WHAT THIS TASK INVOLVES = Reproduce word for word the part of the entries below that opens with the line containing "Where can you spot the shrub?" and closes with their last line, both ends included.

..............................

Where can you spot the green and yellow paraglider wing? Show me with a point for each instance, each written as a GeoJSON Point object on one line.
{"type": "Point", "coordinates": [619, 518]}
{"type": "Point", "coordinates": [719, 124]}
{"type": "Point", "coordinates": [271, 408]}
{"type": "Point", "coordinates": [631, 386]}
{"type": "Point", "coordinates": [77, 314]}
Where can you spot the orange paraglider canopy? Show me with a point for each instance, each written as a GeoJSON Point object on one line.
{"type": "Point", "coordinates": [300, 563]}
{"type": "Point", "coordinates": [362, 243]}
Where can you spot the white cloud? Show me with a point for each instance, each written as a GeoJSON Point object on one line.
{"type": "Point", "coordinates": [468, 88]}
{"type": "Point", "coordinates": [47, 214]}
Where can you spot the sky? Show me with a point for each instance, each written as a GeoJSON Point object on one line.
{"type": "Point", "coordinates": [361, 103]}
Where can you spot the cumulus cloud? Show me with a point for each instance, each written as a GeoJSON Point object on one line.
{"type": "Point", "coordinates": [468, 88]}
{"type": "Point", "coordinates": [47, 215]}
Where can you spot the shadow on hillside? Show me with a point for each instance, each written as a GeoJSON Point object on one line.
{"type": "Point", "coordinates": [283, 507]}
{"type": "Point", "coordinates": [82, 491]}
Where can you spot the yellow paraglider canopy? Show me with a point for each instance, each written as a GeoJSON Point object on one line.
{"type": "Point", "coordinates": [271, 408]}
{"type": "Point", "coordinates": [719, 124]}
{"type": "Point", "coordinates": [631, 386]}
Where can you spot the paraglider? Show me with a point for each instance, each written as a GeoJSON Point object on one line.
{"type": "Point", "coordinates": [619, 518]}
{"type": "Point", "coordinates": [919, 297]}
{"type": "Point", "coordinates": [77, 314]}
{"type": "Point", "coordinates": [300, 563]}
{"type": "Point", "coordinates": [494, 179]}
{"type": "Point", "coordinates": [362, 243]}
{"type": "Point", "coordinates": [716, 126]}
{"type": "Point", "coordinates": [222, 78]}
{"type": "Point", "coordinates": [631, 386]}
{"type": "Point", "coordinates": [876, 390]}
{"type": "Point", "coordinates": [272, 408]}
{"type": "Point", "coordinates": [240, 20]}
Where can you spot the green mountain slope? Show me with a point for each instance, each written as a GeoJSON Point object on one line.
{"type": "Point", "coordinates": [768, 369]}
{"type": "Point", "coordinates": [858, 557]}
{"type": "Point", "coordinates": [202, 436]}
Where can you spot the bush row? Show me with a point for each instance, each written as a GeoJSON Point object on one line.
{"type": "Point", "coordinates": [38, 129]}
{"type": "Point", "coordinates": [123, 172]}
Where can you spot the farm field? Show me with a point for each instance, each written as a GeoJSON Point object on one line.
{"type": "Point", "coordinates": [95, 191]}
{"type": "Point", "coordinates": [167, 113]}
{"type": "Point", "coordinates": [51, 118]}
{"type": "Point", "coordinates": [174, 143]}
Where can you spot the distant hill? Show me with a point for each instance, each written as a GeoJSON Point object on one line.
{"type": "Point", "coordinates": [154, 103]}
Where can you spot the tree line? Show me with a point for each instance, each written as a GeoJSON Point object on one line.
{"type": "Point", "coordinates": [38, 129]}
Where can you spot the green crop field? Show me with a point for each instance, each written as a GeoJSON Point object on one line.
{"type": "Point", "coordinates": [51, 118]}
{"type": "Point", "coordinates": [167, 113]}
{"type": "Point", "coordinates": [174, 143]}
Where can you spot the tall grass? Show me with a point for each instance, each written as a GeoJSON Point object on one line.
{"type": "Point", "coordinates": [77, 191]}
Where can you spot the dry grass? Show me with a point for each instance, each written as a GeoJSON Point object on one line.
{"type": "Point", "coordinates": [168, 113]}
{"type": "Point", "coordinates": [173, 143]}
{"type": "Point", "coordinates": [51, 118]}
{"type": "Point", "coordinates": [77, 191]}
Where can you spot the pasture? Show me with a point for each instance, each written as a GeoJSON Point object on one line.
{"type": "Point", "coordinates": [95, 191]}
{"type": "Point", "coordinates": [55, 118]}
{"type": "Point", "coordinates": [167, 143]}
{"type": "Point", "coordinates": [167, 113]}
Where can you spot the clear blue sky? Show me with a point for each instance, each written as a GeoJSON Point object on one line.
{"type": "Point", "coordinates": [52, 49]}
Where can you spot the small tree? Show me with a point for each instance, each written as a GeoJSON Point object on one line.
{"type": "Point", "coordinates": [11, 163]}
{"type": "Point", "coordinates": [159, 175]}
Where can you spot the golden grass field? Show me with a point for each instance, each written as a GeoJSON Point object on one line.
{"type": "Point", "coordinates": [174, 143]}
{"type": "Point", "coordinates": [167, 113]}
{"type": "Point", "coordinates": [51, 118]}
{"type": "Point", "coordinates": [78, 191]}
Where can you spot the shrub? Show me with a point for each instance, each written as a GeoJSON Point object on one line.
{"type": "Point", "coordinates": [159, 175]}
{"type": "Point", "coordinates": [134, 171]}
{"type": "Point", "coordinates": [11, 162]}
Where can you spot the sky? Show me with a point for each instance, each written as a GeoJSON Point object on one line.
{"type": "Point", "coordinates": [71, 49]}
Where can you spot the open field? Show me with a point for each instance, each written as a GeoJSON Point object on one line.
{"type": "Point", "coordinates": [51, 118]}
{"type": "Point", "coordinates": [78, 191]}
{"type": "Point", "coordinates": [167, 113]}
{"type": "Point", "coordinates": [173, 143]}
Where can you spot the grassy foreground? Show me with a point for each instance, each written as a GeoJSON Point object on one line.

..............................

COMPLETE OUTPUT =
Where can you spot the shrub? Show me with a point for each instance, each written as a GeoJSON Point object on one line.
{"type": "Point", "coordinates": [159, 175]}
{"type": "Point", "coordinates": [134, 171]}
{"type": "Point", "coordinates": [11, 162]}
Where can you spot the sky? Show me with a point for each instance, each written as a GeoJSON Point object on one line.
{"type": "Point", "coordinates": [71, 49]}
Where can you spot the open field? Show me with a point for each instance, each written as a GeoJSON Point object on one line.
{"type": "Point", "coordinates": [51, 118]}
{"type": "Point", "coordinates": [78, 191]}
{"type": "Point", "coordinates": [167, 113]}
{"type": "Point", "coordinates": [173, 143]}
Where can you spot the grassy foreground? Show me with a point for each instance, each written as a GeoJSON Point object on one line.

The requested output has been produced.